Copy out all lines from the entries below in which "large" occurs.

== EXCERPTED RECORDS ==

=== Section Start ===

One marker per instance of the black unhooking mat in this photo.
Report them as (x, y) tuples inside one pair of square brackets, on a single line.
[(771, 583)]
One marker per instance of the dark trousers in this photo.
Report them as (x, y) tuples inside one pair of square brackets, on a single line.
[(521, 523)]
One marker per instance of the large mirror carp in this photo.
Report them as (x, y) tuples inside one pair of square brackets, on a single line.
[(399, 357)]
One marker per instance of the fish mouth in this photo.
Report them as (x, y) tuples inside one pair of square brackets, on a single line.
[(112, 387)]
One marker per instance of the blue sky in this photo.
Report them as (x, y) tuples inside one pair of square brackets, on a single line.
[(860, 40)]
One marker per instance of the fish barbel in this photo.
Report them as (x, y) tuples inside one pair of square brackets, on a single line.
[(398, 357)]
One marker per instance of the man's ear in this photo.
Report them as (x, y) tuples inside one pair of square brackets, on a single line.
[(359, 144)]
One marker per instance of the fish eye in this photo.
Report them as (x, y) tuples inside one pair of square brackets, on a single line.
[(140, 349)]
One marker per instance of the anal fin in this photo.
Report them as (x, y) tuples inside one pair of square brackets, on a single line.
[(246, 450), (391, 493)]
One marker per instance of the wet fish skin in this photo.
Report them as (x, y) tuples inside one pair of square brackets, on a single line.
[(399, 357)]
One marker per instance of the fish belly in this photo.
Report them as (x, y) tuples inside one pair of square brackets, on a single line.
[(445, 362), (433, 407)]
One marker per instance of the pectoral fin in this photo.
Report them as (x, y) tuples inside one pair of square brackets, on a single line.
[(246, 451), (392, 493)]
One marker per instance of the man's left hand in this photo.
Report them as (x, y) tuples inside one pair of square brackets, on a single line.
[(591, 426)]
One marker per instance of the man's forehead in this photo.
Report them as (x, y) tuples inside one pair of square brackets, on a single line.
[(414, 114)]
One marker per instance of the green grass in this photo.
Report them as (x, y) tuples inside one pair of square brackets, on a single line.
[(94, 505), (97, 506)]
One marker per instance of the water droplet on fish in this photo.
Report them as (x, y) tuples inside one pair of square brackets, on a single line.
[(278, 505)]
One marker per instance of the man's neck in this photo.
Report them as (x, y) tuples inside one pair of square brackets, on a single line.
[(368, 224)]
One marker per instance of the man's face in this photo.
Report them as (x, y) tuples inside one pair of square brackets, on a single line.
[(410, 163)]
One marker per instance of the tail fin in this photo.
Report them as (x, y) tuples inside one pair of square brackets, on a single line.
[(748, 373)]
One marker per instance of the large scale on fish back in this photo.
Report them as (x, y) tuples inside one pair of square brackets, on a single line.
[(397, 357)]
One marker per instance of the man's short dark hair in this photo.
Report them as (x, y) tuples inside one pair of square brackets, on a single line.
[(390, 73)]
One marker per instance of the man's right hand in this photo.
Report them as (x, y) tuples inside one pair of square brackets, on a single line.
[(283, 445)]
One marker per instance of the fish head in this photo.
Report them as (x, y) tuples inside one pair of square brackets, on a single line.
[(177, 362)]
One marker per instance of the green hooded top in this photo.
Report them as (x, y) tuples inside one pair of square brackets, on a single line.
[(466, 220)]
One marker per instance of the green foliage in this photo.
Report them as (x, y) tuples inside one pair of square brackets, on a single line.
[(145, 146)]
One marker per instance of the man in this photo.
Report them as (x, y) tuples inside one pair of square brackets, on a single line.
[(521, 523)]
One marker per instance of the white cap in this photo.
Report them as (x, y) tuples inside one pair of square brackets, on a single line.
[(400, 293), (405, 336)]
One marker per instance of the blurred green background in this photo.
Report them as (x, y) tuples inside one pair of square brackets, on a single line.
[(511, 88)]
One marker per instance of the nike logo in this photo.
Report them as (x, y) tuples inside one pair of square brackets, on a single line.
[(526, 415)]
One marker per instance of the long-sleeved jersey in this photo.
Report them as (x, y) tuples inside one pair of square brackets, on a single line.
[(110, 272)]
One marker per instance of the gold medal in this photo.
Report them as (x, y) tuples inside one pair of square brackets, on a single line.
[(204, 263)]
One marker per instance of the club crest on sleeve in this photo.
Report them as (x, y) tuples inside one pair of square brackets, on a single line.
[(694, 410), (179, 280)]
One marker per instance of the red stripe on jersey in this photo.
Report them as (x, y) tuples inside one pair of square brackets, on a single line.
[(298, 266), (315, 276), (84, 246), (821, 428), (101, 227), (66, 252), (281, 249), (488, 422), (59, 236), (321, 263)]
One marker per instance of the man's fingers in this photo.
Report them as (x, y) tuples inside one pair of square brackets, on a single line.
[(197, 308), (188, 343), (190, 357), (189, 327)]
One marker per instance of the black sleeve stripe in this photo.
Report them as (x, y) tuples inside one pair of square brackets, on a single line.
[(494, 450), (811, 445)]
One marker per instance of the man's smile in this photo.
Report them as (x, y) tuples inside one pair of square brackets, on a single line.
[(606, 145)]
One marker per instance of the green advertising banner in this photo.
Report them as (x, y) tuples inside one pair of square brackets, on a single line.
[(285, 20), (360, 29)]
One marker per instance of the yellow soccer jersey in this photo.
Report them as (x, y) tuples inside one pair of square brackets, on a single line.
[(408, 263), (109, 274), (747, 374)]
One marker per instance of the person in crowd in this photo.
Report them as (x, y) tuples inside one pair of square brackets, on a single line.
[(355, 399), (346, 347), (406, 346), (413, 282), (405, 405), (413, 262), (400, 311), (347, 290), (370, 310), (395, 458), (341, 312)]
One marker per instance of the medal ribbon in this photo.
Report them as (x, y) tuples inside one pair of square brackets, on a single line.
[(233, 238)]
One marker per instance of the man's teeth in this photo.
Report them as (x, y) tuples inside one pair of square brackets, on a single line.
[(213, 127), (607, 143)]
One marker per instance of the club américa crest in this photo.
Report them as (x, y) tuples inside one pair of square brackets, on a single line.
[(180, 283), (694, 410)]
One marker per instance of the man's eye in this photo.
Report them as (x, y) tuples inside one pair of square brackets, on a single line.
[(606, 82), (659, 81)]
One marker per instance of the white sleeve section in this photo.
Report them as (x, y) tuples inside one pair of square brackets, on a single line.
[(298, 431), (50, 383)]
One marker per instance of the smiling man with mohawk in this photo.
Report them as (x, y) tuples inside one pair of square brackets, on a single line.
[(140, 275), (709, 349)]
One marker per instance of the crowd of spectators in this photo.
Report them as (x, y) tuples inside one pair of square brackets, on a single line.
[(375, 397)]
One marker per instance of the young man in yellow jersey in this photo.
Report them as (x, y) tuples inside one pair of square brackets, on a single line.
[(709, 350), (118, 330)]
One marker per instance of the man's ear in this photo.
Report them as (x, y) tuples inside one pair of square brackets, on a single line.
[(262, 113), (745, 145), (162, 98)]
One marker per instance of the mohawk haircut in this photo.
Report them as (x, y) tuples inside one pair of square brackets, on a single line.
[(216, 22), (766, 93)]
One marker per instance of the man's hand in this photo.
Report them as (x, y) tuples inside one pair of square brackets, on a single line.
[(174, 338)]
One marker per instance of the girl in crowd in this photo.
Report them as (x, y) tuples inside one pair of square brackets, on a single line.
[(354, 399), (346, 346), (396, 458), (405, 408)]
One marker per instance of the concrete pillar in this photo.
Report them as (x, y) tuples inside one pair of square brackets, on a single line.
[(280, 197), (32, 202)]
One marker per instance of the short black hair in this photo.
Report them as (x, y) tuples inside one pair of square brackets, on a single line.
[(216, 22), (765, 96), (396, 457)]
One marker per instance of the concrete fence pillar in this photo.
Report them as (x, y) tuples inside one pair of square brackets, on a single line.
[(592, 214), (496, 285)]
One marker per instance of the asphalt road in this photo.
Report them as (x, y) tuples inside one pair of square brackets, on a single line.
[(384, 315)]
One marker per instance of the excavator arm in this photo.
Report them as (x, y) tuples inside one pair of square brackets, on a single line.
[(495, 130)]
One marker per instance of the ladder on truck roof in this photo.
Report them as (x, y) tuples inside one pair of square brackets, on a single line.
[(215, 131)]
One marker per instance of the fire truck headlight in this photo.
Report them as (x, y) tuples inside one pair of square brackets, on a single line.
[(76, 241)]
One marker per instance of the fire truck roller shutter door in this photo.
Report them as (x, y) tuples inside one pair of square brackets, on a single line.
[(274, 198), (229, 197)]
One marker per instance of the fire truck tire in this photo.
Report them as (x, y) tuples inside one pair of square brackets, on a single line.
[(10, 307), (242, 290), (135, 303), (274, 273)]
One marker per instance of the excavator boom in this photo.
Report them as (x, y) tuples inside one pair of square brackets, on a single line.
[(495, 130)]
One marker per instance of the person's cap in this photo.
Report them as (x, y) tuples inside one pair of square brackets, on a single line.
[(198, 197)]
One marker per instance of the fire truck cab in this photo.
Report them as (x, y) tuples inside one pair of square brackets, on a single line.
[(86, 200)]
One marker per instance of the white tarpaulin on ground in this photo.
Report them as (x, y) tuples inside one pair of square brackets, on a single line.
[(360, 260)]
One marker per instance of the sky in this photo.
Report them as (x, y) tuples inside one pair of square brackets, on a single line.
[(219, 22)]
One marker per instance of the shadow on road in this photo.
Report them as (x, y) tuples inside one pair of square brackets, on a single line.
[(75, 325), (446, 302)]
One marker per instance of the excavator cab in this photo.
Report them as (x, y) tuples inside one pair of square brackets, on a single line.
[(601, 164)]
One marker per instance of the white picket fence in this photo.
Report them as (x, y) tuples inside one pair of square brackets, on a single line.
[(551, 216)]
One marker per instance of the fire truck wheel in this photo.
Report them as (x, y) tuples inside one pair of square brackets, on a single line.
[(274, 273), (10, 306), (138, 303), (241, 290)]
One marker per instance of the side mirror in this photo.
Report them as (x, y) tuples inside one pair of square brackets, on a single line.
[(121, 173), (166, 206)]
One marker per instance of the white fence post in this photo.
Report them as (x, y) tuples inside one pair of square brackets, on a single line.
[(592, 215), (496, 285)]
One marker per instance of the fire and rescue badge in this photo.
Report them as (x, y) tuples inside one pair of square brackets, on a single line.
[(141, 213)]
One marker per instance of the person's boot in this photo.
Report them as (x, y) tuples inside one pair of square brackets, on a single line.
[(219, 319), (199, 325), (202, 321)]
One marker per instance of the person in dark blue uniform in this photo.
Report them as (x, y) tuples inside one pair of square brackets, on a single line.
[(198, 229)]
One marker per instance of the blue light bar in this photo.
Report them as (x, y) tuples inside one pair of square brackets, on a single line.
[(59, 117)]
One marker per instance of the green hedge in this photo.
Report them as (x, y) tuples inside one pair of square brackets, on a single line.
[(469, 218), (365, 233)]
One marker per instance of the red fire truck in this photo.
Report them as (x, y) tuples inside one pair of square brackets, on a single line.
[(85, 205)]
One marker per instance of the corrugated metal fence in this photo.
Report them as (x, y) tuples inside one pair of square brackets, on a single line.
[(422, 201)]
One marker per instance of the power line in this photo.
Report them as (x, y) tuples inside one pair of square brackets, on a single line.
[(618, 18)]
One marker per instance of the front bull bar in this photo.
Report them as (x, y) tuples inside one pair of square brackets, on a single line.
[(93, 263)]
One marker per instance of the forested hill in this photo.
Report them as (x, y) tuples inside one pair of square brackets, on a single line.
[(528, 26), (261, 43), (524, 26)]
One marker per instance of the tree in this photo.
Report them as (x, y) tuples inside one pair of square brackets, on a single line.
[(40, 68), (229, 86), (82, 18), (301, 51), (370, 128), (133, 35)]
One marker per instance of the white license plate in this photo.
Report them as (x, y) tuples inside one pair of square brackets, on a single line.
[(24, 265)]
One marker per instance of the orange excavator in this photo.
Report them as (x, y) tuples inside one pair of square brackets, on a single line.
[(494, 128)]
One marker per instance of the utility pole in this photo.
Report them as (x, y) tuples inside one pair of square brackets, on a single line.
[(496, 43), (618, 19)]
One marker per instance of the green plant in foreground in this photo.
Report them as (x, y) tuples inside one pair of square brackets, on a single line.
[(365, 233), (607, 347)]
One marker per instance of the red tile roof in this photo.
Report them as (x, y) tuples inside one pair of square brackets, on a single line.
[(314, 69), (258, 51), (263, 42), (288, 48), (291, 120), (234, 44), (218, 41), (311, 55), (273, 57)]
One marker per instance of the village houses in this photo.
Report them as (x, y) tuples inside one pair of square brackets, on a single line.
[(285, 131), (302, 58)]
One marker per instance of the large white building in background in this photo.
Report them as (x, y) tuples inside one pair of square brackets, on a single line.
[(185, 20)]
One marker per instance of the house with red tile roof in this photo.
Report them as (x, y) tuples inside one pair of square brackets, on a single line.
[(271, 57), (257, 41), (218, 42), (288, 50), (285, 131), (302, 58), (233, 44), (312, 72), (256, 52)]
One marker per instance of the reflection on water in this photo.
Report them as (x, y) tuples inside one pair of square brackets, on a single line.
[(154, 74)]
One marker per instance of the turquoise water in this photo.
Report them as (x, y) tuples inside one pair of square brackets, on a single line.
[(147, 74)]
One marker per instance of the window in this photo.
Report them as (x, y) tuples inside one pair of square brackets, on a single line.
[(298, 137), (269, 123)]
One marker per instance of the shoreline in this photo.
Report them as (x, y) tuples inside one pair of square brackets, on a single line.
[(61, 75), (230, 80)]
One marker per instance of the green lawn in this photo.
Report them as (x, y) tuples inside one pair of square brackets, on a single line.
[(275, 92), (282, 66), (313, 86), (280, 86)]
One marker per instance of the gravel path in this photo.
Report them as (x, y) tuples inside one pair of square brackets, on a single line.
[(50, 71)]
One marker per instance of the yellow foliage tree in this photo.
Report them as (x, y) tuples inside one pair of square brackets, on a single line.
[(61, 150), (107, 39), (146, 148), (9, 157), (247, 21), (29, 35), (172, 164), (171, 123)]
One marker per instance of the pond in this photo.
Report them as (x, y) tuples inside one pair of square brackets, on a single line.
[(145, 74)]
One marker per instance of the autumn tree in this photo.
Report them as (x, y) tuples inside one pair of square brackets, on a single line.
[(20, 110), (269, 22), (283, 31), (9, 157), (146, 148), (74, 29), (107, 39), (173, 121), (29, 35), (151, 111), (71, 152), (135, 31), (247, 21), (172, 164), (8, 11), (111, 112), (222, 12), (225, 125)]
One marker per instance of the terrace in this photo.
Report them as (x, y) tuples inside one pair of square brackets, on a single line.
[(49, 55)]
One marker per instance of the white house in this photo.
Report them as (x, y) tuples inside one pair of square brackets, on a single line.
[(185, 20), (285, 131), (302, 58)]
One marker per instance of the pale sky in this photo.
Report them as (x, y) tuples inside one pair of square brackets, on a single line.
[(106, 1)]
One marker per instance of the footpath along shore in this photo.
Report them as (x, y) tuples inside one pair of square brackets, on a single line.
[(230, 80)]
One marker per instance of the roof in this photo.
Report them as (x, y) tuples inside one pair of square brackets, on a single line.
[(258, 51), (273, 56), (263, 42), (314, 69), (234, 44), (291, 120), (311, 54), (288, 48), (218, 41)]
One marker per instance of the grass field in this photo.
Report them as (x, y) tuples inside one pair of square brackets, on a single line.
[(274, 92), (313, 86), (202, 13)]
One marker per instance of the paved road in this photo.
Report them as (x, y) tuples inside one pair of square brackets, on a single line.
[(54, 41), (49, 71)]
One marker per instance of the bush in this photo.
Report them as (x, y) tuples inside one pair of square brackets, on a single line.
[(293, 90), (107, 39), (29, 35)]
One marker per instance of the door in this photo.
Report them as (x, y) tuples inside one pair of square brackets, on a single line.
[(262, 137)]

=== Section End ===

== EXERCISE RESULT ==
One marker per instance of the large mirror carp in this photo.
One marker per instance of the large scale on fish back in this photo.
One marker per instance of the large white building in background in this photo.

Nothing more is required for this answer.